**Your instructions:**
Lines before the one containing "the white cloud" are excluded; reproduce that line and all lines after it in the entries below, exactly.

+ + + + + + +

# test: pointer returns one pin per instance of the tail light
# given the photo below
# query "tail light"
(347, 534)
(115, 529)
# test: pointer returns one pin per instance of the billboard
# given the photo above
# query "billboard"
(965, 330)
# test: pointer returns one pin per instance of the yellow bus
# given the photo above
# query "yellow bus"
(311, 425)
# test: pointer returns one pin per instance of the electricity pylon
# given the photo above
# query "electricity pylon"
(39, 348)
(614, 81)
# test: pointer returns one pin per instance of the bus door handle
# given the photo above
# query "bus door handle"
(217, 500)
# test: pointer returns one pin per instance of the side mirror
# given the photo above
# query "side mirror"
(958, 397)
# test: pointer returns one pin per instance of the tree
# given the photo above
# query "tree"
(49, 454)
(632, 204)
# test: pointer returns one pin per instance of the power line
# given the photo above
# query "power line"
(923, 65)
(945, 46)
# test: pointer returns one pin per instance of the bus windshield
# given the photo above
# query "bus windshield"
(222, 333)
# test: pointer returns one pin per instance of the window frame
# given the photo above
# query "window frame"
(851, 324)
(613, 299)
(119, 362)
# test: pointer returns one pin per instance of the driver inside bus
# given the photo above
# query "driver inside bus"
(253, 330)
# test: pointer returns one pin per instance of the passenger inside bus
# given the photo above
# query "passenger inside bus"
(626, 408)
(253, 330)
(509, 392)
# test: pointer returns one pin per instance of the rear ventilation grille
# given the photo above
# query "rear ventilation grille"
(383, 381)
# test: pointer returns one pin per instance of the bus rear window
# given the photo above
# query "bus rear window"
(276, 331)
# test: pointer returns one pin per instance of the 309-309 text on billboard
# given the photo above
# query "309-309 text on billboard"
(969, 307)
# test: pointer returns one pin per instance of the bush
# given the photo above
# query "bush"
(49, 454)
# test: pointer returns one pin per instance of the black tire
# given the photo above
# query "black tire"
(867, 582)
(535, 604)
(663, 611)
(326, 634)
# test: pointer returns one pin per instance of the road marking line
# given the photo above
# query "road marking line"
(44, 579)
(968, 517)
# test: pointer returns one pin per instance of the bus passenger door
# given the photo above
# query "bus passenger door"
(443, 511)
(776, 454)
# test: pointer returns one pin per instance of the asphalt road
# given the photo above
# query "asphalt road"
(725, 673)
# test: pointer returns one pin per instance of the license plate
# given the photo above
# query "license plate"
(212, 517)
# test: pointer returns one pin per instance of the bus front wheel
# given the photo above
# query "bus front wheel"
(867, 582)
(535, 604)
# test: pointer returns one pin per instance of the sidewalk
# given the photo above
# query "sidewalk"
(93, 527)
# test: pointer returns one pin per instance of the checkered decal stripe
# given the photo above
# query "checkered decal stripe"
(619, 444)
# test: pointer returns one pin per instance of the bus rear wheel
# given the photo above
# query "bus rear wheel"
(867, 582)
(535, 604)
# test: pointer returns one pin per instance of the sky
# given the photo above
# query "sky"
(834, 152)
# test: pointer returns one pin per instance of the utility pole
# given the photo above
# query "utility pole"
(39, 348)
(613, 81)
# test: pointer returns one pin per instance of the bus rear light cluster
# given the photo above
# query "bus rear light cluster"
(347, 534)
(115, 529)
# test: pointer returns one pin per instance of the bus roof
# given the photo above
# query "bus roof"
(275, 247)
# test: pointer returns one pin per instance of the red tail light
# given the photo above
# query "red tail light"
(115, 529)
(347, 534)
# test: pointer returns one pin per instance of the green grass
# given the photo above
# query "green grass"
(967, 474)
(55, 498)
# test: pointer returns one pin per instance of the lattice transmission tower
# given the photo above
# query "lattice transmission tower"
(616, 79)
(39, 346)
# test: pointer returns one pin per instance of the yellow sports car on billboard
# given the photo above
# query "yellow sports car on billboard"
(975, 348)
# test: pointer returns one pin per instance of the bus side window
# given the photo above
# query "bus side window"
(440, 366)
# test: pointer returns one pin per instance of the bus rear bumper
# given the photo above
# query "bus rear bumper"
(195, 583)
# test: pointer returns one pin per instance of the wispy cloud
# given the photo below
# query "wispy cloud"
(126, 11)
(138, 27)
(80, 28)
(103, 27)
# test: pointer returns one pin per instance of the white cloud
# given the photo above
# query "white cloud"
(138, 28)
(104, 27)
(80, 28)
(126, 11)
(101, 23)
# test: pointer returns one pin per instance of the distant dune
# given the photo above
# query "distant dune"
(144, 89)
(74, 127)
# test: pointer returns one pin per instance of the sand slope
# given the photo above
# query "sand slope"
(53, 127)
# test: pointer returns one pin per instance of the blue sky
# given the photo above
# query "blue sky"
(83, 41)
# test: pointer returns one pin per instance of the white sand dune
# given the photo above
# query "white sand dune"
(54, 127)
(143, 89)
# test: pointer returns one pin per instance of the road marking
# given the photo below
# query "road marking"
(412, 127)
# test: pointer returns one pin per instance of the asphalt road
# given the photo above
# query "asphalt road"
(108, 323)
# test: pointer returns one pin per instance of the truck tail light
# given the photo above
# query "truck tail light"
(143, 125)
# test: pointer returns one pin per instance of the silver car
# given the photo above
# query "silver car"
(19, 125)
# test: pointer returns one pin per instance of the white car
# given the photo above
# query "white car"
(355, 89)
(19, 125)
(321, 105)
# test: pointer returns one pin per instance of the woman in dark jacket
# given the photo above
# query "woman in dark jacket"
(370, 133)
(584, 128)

+ + + + + + +

**Answer to this exercise:**
# test: pointer returns one pin per instance of the white cloud
# given the photo above
# query "white cloud"
(138, 28)
(104, 27)
(80, 28)
(126, 11)
(101, 23)
# test: pointer returns one pin per instance of the distant dune
# given the photo above
# query "distant dune"
(144, 89)
(74, 127)
# test: pointer returns one pin per instance of the sand slope
# given the photo above
# query "sand slope"
(53, 127)
# test: pointer returns one pin per instance of the blue sky
# given the photo above
# query "blue sky"
(83, 41)
# test: pointer returns one pin per instance of the white sand dune
# given the photo above
# query "white sand dune"
(54, 127)
(143, 89)
# test: pointer returns one pin per instance of the road marking
# given the photo below
# query "road marking"
(412, 127)
# test: pointer returns one pin per instance of the asphalt road
# given the photo above
# query "asphalt road"
(108, 323)
# test: pointer returns one pin per instance of the truck tail light
# given the photo above
# query "truck tail light"
(143, 125)
# test: pointer returns one pin per instance of the silver car
# given the photo above
# query "silver car"
(19, 125)
# test: pointer returns one pin per instance of the white car
# given the photo above
# query "white car"
(355, 89)
(19, 125)
(321, 105)
# test: pointer returns one pin per instance of the woman in dark jacket
# given the photo above
# query "woman in dark jacket"
(370, 133)
(584, 128)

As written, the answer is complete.